Adapted from the book Guitar Effects Pedals: The Practical Handbook (Backbeat Books)
Welcome to Part 1 of a new Gibson series that will dissect a different breed of effect each week, to tell you—the player—what each does, and how it does it. Effects pedals can be divided into a range of categories of types, but there are undeniably some gray areas between these, since different designs will achieve their sonic ends via different means. The distinctions get blurrier when we throw digital technology into the brew. An analog and a digital chorus, for example, are very different circuits, approached—from the design perspective—from very different standpoints, although the sonic results may sound roughly similar (in the good ones, though, the subtleties are usually quite distinctive).
For our purposes, I’ll break pedals down into four overarching categories: 1) Boost, Compression, Distortion, and Fuzz; 2) Modulation; 3) Echo and Delay; and 4) Filtering and EQ-Based effects, and this series will focus on individual types that come within each of those larger categories (for example, Modulation includes many quite different effects, such as chorus, vibrato, phasing, and so on). This is not to say that some manufacturers or other writers couldn’t categorize things differently, and certainly a few examples below could be safely lifted out of the heading I have stuck them in and accurately described by another category. It doesn’t matter all that much. These headings are mainly a means of breaking down the sonic results of the enormously varied range of pedals that exists out there, and taking a brief look at what makes them tick.
BOOST, DISTORTION & COMPRESSION
This is easily the most popular category of effect, and sonically is the natural first-step away from the thin sound of a straight, clean amplified guitar. If a player only owns one pedal, chances are it’s a distortion, fuzz, or booster box, and plenty of players have collections of several or even dozens of units from this genre, and use two or three at a time on their pedalboards for different colors and textures and levels of sonic sizzle. Yep, of the players who want to change their guitar’s pure sound in the first place, more probably want to filth it up than all of the other options combined.

Supplied information:
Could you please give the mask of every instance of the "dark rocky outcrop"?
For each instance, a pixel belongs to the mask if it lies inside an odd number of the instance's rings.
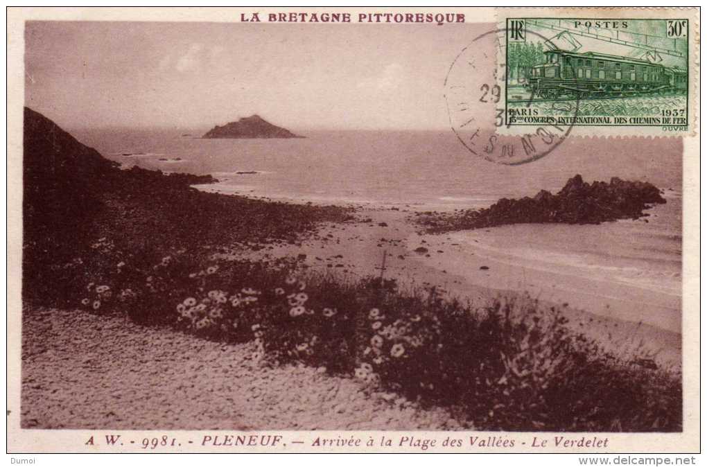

Written tasks:
- A) Answer these questions from the text on guitar effects pedals above.
(i) How many overarching categories does the writer use to sort pedals?
(ii) Which three effects are given as examples within Modulation?
(iii) If a player owns only one pedal, what is it likely to be?
- B) Write the next part of the text on guitar effects pedals, picking up after its final sentence.

Exercise answers:
- A)
(i) Four.
(ii) Chorus, vibrato, and phasing.
(iii) A distortion, fuzz, or booster box.

- B)
Who created the first distorted electric guitar sound in history? I’ll tell you: the first adventurous player to plug a hollowbody guitar into a tube amplifier way back in the 1930s, that’s who. We might have forgotten his name, or maybe there was no one there to witness the event, but you can bet he lifted up that guitar, checked out his new amp, saw that the loudness control went to 10, and cranked it up to hear just what it could do.
Players and rock historians alike will talk endlessly about who either created or discovered or recorded the first distorted guitar tone. They argue, pontificate, debate, and even break it down into categories of type and of geographical location. “So, do we mean distortion, overdrive, or fuzz tone?” or “Do you distinguish between North American and European ‘firsts’?” Dave Davies of the Kinks is often credited with the first appearance of a heavily distorted electric guitar sound in the British charts for ‘You Really Got Me’ in August 1964.
“I was getting really bored with this guitar sound—or lack of an interesting sound,” Davies remembers. “There was this little radio spares shop up the road, and they had a little green amplifier in there next to the radios. An Elpico. I twiddled around with it and didn’t know what to do. I tried taking the wires going to the speaker and putting a jack plug on there and plugging it straight into my AC30. It kind of made a weird noise, but it wasn’t what I was looking for.
“I started to get really frustrated, and I said, ‘I know! I’ll fix you!’ I got a single-sided Gillette razorblade and cut round the cone like this [demonstrates slitting from the center to the edge of the cone], so it was all shredded but still on there. I played and I thought it was amazing, really freaky. I felt like an inventor! We just close-miked that in the studio, and also fed the same speaker output into the AC30, which was kind of noisy but sounded good.”
Others, however, will look to Jimmy Page, Pete Townshend, or the Beatles, or credit the first recorded use of a fuzz box in Britain to Big Jim Sullivan’s performance with a custom-built Roger Mayer fuzz on P.J. Probey’s 1964 No. 1 hit single ‘Hold Me’ (according to Mayer himself)—or, supposedly, Bernie Watson’s solo on Screaming Lord Sutch’s ‘Jack The Ripper’ in 1960. Or, a little later, the one more of us remember, Keith Richard’s worldwide smash-hit fuzz riff for the Stones’s ‘(I Can’t Get No) Satisfaction,’ courtesy of a Maestro Fuzz-Tone.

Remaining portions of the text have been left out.